**Document text**
★ ★ ★ ★ ★ ★ ★

Things were going well for young Bell’s career, when tragedy struck. Both his brothers and he contracted Tuberculosis, a common disease at the time. His two brothers died and at the age of 23, still suffering from the disease, Bell left Britain to move to Ontario in Canada to convalesce and then to Boston to work in a school for deaf mutes.

The time for more than dots and dashes

His dreams of transmitting voices over a wire were still spinning round in his creative head. It just needed some new ideas to spark him off again. Samuel Morse had just developed Morse Code and the electronic telegraph, which allowed single messages in the form of long and short electronic pulses, dots and dashes, to be transmitted rapidly along a wire over huge distances. Bell saw the similarities between the idea of being able to send multiple messages and the multiple notes in a musical chord, the “harmonic telegraph” could be a way to send voices.

Chance encounter

Again chance played its roll in telecommunications history. At the electrical machine shop of Charles Williams, Bell ran into young Thomas Watson, a skilled electrical machinist able to build the devices that Bell was devising. The two teamed up and started to work toward making Bell’s dream a reality. To make this reality work they needed to invent two things: something to measure a voice at one end, and another device to reproduce the voice at the other, what we would call today the microphone and the speaker. The speaker accident June 2, 1875 was a landmark day for team Bell and Watson. Working in their laboratory they were trying to free a reed, a small flat piece of metal, which they had wound too tightly to the pole of an electromagnet. In trying to free it Watson produced a ‘twang’. Bell heard the twang and came running. It was a sound similar to the sounds in human speech; this was the solution to producing an electronic voice, a discovery that must have come as a relief for all the dogs in the Boston area. The mercury microphone Bell had also discovered that a wire vibrated by his voice while partially dipped in a conducting liquid, like mercury or battery acid, could be made to produce a changing electrical current. They had a device where the voice could be transformed into an electronic signal. Now all that was needed was to put the two inventions together.

★ ★ ★ ★ ★ ★ ★

**Activity**
In the passage about Bell and the telephone, rewrite the stretch from "His dreams of" through "to send voices.", replacing "wire" with "cable".

**Supplied entries**
★ ★ ★ ★ ★ ★ ★

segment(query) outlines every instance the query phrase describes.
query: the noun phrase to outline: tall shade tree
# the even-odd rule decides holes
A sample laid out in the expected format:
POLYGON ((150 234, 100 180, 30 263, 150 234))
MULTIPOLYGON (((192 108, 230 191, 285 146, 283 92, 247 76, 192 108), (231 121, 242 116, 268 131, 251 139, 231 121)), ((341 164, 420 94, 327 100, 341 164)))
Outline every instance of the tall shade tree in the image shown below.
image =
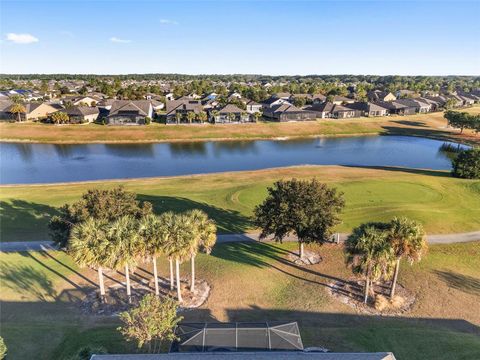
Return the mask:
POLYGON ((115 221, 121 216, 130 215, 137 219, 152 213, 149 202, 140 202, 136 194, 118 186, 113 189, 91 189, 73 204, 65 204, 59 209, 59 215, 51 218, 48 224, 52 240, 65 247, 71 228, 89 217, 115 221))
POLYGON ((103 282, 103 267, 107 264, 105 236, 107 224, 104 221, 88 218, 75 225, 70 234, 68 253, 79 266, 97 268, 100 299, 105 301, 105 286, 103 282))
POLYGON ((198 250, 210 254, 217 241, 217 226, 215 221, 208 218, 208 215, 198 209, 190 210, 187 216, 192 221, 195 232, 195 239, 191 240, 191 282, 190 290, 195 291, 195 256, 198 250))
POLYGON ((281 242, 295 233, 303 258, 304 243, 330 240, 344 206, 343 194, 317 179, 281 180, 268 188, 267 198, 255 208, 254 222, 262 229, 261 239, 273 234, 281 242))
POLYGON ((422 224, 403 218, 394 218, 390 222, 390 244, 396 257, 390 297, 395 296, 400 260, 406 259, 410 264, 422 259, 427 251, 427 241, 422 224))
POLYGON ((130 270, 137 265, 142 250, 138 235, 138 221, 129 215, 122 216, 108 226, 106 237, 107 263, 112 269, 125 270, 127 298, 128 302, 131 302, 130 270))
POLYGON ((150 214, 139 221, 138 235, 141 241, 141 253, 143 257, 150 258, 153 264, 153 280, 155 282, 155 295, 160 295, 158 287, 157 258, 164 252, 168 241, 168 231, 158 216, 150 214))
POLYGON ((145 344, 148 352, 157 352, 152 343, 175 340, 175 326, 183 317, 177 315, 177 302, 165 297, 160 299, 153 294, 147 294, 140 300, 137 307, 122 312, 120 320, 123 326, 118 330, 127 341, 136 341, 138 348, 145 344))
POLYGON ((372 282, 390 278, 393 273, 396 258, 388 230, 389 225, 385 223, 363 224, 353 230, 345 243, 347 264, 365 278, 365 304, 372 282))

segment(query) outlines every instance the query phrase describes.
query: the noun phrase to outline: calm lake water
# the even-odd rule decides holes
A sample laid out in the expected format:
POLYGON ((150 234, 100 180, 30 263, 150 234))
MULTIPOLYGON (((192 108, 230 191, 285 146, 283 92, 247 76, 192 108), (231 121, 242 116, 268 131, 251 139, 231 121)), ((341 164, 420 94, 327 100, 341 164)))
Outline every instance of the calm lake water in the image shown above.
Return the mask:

★ ★ ★ ★ ★ ★ ★

**Solution for this problem**
His dreams of transmitting voices over a cable were still spinning round in his creative head. It just needed some new ideas to spark him off again. Samuel Morse had just developed Morse Code and the electronic telegraph, which allowed single messages in the form of long and short electronic pulses, dots and dashes, to be transmitted rapidly along a cable over huge distances. Bell saw the similarities between the idea of being able to send multiple messages and the multiple notes in a musical chord, the “harmonic telegraph” could be a way to send voices.